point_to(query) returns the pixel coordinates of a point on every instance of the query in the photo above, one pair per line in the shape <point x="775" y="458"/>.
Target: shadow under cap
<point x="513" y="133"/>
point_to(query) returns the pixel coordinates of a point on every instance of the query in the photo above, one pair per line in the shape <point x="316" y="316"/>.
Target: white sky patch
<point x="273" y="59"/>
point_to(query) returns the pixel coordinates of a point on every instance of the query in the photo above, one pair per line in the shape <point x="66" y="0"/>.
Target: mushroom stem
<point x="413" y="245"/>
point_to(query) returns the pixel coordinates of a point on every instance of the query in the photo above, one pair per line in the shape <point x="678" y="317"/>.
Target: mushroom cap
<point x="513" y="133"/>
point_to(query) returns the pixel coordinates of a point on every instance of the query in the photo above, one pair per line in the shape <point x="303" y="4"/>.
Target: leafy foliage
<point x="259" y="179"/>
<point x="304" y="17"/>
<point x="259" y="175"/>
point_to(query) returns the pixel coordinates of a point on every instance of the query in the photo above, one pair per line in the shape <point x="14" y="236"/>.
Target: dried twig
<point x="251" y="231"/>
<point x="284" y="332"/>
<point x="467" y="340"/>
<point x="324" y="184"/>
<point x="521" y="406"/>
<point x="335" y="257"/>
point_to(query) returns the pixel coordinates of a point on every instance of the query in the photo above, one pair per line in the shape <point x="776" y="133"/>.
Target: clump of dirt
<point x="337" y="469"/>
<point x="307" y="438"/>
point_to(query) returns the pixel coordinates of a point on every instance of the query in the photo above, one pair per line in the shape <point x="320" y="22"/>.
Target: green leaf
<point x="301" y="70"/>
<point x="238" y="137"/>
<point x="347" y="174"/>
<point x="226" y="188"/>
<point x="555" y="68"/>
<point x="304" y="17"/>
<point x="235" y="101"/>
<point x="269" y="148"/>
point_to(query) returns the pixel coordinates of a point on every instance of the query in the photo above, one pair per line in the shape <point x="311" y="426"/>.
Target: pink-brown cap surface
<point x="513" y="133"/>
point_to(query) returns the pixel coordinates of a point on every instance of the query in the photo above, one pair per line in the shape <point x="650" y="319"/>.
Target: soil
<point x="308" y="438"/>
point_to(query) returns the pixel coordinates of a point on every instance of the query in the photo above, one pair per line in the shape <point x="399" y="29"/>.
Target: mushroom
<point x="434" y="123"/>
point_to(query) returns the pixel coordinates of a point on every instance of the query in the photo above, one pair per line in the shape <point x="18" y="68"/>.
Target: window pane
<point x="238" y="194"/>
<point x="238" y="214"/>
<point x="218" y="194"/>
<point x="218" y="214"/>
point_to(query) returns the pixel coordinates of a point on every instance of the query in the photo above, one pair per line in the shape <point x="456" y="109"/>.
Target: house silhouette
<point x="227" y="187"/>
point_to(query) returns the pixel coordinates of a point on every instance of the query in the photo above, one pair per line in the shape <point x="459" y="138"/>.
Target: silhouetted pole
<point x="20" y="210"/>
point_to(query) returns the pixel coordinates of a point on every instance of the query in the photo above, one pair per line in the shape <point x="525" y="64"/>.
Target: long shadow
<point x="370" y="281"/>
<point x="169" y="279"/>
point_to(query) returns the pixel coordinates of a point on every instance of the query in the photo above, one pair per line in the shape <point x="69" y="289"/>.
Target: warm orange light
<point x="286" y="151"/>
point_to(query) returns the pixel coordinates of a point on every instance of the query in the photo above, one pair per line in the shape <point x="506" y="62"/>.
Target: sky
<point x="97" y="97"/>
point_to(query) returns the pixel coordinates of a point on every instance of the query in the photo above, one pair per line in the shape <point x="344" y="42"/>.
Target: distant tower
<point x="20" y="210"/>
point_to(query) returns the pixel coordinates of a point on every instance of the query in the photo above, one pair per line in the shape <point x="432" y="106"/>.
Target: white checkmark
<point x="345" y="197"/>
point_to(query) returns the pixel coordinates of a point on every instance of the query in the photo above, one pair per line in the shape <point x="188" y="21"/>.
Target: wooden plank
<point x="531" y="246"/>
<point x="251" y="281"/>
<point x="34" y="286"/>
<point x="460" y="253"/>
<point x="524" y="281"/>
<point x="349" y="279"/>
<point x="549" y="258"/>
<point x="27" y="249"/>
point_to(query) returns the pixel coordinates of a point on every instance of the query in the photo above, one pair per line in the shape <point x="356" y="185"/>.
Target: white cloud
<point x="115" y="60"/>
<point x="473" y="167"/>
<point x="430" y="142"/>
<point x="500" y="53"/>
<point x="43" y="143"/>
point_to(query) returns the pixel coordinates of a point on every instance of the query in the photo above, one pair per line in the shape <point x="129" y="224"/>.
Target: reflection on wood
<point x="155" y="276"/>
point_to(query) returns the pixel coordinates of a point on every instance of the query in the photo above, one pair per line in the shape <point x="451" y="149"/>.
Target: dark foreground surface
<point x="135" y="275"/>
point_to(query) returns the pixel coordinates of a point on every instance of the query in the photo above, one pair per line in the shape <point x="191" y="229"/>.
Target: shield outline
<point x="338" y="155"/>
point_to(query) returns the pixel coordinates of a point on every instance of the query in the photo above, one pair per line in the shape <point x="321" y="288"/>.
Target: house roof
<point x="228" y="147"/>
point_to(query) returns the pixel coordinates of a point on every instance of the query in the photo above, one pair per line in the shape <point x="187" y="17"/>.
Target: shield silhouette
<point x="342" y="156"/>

## Exercise prompt
Exactly the lines from the one containing "Target: shield outline" through the end of the listing above, inclusive, are to be written out, and no others.

## Problem solution
Target: shield outline
<point x="338" y="155"/>
point_to(query) returns the pixel coordinates of a point on every instance of the query in the photo above, one pair per line in the shape <point x="321" y="288"/>.
Target: house roof
<point x="228" y="147"/>
point_to(query) returns the pixel coordinates of a point on every instance of the query in the photo above, one pair per line in the shape <point x="187" y="17"/>.
Target: shield silhouette
<point x="342" y="156"/>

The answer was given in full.